#### [Alıştırma görevleri]
(a) Liderlik metninde "Sözkonusu alanda yapılan" sözleriyle başlayan bölümü alın, "düşünce okulları bulunmaktadır." sözlerinden sonra bitirin ve "düşünce okulları" yerine "düşünce ekolleri" koyarak yeniden yazın.
(b) Liderlik metnine göre dokuz ayrı düşünce okulunu kimler tanımlamıştır?
(c) Lütfen liderlikteki düşünce okullarını anlatan metni son cümlesinden sonra sürdürün.

─── Verilen metin ───

Liderlik, süreç olarak kişinin bir grup içinde üyeleri ve takipçilerini davranışları ile etkileyerek kurumsal misyon, amaç ve hedeflerin gerçekleştirilmesi ile ilgilidir. Başka bir deyişle lider, kurumundaki diğer insanları(çalışanları, astları) görevlerini kurumsal amaç ve hedefler doğrultusunda yapmaları hususunda etkileyerek yönlendirme ve yönetmeye çalışır.
Sözkonusu alanda yapılan çalışmalarda ‘..Bir kişiyi lider yapan, başka bir deyişle, diğer kişilerin lideri izleyerek onun yönlendirmesi ile işleri başarmasında etkili olan nedir?..’ sorusunu cevaplamak için çeşitli araştırmalar yapılmış ve fikirler öne çıkmıştır. Çalışmalarda farklı bakış açıları ve görüşlerin öne sürülmesi ile ortaya çeşitli düşünce okulları çıkmıştır.
Düşünce okulu(school of thought) aynı ilke, inanç, disiplin, eğilim, kültür veya davranış biçimleri temelinde oluşturulan, benzer entelektüel bakış açılarına sahip birey ve kurumlardan oluşan grupların benimsediği norm, standart ve düşüncelerin temsil edildiği ortam olarak tanımlanmaktadır. Tüm bilim ve sanat alanlarında farklı düşüncelerin yansıtıldığı düşünce okulları bulunmaktadır.
İşletme ve yönetim alanında da durum benzerdir. Web sitemizde daha önce ‘Stratejik Yönetim Düşünce Okulları; Mintzberg Sınıflaması’ adı ile iki ayrı bölüm(Kural Koyucu/Tanımlayıcı ve Bütünleştirici) olarak yayınladığımız yazıları konuya ilgi duyan meslektaşlarımıza hatırlatmak isteriz.
Bu yazımızda liderlik alanında 1900’lerde başlayan çalışmalarda odaklanılan temel unsurlar itibarı ile, David V.Day ve John Antonakis tarafından tanımlanan dokuz ayrı düşünce okulunu, ve ayrıca eğilimler ve geleceğe bakış konularını kapsamlı olarak ele alıp açıklamalarda bulunacağız.

─── Ham veri ───

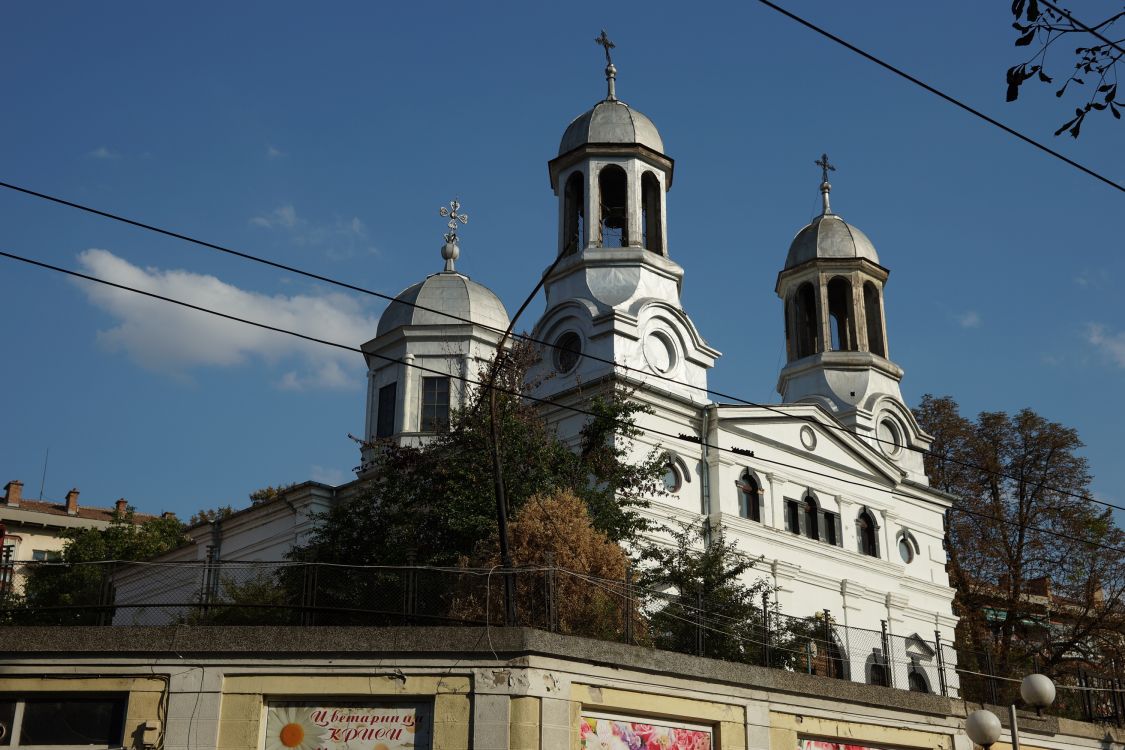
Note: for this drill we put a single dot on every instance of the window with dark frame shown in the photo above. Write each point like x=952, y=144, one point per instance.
x=749, y=497
x=434, y=404
x=63, y=720
x=385, y=421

───

#### [Görev yanıtları]
(a)
Sözkonusu alanda yapılan çalışmalarda ‘..Bir kişiyi lider yapan, başka bir deyişle, diğer kişilerin lideri izleyerek onun yönlendirmesi ile işleri başarmasında etkili olan nedir?..’ sorusunu cevaplamak için çeşitli araştırmalar yapılmış ve fikirler öne çıkmıştır. Çalışmalarda farklı bakış açıları ve görüşlerin öne sürülmesi ile ortaya çeşitli düşünce ekolleri çıkmıştır.
Düşünce okulu(school of thought) aynı ilke, inanç, disiplin, eğilim, kültür veya davranış biçimleri temelinde oluşturulan, benzer entelektüel bakış açılarına sahip birey ve kurumlardan oluşan grupların benimsediği norm, standart ve düşüncelerin temsil edildiği ortam olarak tanımlanmaktadır. Tüm bilim ve sanat alanlarında farklı düşüncelerin yansıtıldığı düşünce ekolleri bulunmaktadır.

(b) David V.Day ve John Antonakis.

(c)
Liderlikte Özellikler ve Beceriler Okulu
Liderlikte özellikler ve beceriler okulu, bir lideri lider yapanın ve liderin başarılı olmasının, onların sahip bulunduğu kişilik özelliklerine ve sonradan kazanılabilecek becerilerine bağlı olduğunu öne sürer. Bu okul taraftarlarına göre zekâ, dış görünüm, sosyal olgunluk, içsel motivasyon ve başarma dürtüleri, insan ilişkilerinde yaklaşım gibi kişilik özellikleri başarılı liderleri oluşturmaktadır.
Aslında tarihin çeşitli dönemlerinde liderlik oluşumunda önkabule sahip Büyük Adamlar teorisi de aynı bakış açısına sahiptir. Ama alanda yapılan bilimsel yöntemli çalışmalar 1900’lerin başında başlatılmıştır.
İlk zamanlarda kişisel özelliklere odaklı çalışmalarına, ilerleyen dönemlerde becerilere yönelik araştırmaları da katan düşünce okulu içinde, özelliklere yönelik R.D.Mann ve R.M. Stogdill’in; becerilere odaklı R.Katz ve M.D.Mumford’un önemli araştırmaları bulunmaktadır.
Bu düşünce okulu bakış açısı ile yapılan çalışmalar, günümüzde de ilgi görmekte ve aktif bir şekilde sürdürülmektedir.
Liderlikte Davranışsal Okul
Liderlikte davranış tarzlarını/biçimlerini ele alarak inceleyen teoriler, lideri oluşturan unsurun, kişisel özelliklerden çok, onun görev ve takipçi ilişkilerindeki davranışlarının bir sonucu olduğunu ileri sürmekte ve liderliği otoriter veya demokratik; ya da görev odaklı veya insan odaklı davranış tarzları itibarı ile tanımlamaktadırlar.
Çalışmalar 1940’larda başlamış ve 1980’lere kadar hızla sürdürülmüştür. 1980 lerden itibaren çalışmalar hız kesmiş olmasına rağmen günümüzde halen ilgi görmekte ve sürmektedir.
Bu okul bakış açısı ile yapılan çalışmalar, liderlerin farklı boyutlarda şekillenen davranışlarına odaklanmaktadır.
Tek Doğrultulu Liderlik Biçimi (Otoriter veya Demokratik Davranış) bakış açısının ardında yatan fikir, yöneticilerin, otoriter veya demokratik olarak belirledikleri farklı iki uç nokta arasında yer alan yedi farklı davranış eğilimi konusunda, temel bir tercihlerinin bulunduğudur.
İki Boyutlu Liderlik Biçimleri bakış açısı ile yapılan çalışmalarda, liderlik davranışındaki iki önemli ve farklı boyutun; ilişki yönelimli davranış ile görev yönelimli davranış, olduğu sonucuna ulaşılmıştır.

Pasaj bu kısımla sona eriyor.